_YOUR GOAL:_
Which lines in the data below contain the word "stone"? Copy each of them out.

Excerpts of bounding box data:

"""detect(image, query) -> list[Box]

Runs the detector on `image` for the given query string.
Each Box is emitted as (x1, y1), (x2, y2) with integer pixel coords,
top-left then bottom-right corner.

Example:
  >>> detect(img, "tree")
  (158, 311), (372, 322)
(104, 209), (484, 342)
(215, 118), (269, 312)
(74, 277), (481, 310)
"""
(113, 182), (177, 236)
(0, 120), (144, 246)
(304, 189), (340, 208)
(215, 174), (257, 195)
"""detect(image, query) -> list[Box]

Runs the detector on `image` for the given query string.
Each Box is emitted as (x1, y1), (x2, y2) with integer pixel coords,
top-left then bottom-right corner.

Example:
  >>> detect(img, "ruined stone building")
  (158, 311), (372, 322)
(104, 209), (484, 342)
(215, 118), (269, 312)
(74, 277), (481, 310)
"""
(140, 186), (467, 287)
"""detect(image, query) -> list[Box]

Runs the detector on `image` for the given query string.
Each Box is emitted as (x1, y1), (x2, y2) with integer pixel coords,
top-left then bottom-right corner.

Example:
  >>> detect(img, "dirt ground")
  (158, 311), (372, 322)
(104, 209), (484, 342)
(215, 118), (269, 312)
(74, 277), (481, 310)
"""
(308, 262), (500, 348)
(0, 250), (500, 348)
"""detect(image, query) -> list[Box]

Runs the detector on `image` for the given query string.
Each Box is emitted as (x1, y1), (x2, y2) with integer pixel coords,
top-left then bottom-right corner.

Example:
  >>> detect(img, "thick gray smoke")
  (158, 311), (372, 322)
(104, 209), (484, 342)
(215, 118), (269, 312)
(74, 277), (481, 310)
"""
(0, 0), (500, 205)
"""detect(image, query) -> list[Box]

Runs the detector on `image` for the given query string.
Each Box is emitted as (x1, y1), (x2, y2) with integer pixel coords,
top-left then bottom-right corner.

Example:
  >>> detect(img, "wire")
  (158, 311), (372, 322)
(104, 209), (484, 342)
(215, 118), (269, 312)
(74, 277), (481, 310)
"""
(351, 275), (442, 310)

--

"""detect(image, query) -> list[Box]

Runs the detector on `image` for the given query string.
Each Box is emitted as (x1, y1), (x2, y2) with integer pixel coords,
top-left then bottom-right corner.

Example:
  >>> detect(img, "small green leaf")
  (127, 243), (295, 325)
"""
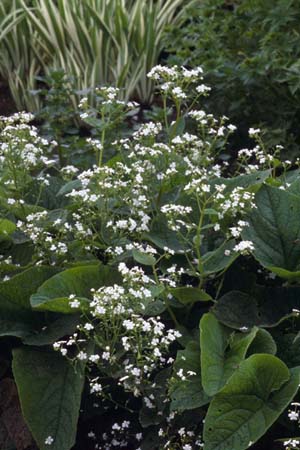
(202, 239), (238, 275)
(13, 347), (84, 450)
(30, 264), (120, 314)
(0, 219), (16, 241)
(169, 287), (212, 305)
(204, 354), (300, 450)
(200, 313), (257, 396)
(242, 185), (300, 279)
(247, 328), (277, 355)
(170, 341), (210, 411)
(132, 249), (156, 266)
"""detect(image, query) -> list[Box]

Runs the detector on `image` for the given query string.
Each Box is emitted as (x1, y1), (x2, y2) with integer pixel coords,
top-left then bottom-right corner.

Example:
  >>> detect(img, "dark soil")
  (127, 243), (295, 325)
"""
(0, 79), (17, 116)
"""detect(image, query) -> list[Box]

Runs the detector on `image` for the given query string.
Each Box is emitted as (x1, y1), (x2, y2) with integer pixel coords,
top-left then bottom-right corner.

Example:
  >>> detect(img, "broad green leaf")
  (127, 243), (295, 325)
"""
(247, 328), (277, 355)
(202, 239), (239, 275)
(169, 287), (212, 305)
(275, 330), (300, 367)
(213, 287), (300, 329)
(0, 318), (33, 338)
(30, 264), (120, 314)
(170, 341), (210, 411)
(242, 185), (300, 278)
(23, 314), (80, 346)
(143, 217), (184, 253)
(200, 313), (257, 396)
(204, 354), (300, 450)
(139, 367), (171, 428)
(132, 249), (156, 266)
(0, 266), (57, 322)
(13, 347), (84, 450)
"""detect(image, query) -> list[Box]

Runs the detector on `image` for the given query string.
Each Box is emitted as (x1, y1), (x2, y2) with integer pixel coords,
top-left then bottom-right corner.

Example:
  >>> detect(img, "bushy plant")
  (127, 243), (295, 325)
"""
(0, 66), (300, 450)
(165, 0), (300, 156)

==

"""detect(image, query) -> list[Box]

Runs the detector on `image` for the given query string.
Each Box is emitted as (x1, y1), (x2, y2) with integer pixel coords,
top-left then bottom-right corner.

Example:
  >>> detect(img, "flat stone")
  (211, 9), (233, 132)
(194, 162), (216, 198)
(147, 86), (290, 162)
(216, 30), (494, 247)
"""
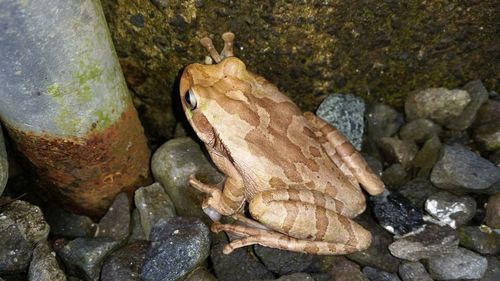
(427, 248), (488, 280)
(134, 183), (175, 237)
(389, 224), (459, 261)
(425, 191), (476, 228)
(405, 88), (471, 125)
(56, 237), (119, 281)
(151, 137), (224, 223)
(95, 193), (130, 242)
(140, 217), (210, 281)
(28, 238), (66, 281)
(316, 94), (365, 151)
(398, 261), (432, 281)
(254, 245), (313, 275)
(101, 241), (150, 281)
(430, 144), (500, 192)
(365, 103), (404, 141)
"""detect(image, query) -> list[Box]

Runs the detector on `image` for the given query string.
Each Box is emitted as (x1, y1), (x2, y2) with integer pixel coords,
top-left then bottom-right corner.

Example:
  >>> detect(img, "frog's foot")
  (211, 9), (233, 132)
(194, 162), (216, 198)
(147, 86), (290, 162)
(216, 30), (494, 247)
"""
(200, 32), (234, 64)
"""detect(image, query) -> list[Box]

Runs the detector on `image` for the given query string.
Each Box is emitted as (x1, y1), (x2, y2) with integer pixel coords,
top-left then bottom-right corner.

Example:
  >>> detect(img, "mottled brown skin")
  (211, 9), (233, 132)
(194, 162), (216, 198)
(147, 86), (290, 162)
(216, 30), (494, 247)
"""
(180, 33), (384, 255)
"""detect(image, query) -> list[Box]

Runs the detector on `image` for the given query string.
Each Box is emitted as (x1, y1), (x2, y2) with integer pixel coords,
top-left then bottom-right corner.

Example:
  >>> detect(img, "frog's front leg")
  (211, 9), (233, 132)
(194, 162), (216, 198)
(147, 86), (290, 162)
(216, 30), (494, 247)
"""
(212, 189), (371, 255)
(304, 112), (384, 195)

_TASK OUTPUT:_
  >>> detect(img, "ruined stone building")
  >>> detect(img, "flat stone")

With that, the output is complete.